= Alkaline tide =

Increase in blood pH after a meal

Alkaline tide refers to a condition, normally encountered after eating a meal, where during the production of hydrochloric acid by the parietal cells in the stomach, the parietal cells secrete bicarbonate ions across their basolateral membranes and into the blood, causing a temporary increase in blood pH.

During hydrochloric acid secretion in the stomach, the gastric parietal cells extract chloride anions, carbon dioxide, water and sodium cations from the blood plasma and in turn release bicarbonate back into the plasma after forming it from carbon dioxide and water constituents. This is to maintain the plasma's electrical balance, as the chloride anions have been extracted. The bicarbonate content causes the venous blood to leave the stomach more alkaline than the arterial blood delivered to it.

The alkaline tide is neutralised by the secretion of H^{+ }into the blood during HCO_{3}^{−} secretion in the pancreas.

Postprandial (i.e., after a meal) alkaline tide lasts until the acids in food absorbed in the small intestine reunite with the bicarbonate that was produced when the food was in the stomach. Thus, the alkaline tide is self-limited and normally lasts less than two hours.

Postprandial alkaline tide has also been shown to be a causative agent of calcium oxalate urinary stones in cats, and potentially in other species.

A more pronounced alkaline tide results from vomiting, which stimulates the hyperactivity of gastric parietal cells to replace lost stomach acid. Thus, protracted vomiting can result in metabolic alkalosis.

- **WORK TO BE COMPLETED**: From the alkaline tide text, copy the passage that begins at the words "Postprandial (i.e., after" and stops after "than two hours.", swapping "self-limited" for "self-limiting".

- **GIVEN DATA**:
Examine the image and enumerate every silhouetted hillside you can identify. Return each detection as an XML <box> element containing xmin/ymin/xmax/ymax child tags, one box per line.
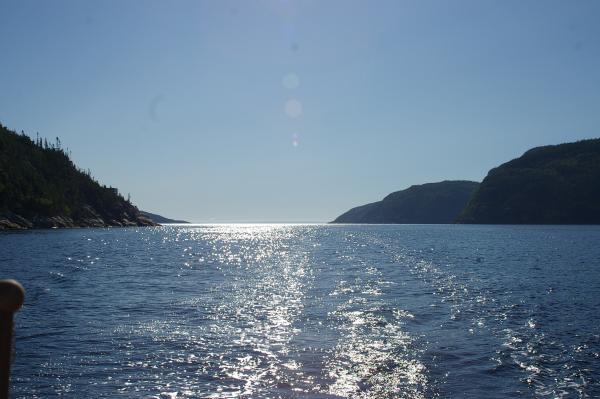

- **PROBLEM SOLUTION**:
Postprandial (i.e., after a meal) alkaline tide lasts until the acids in food absorbed in the small intestine reunite with the bicarbonate that was produced when the food was in the stomach. Thus, the alkaline tide is self-limiting and normally lasts less than two hours.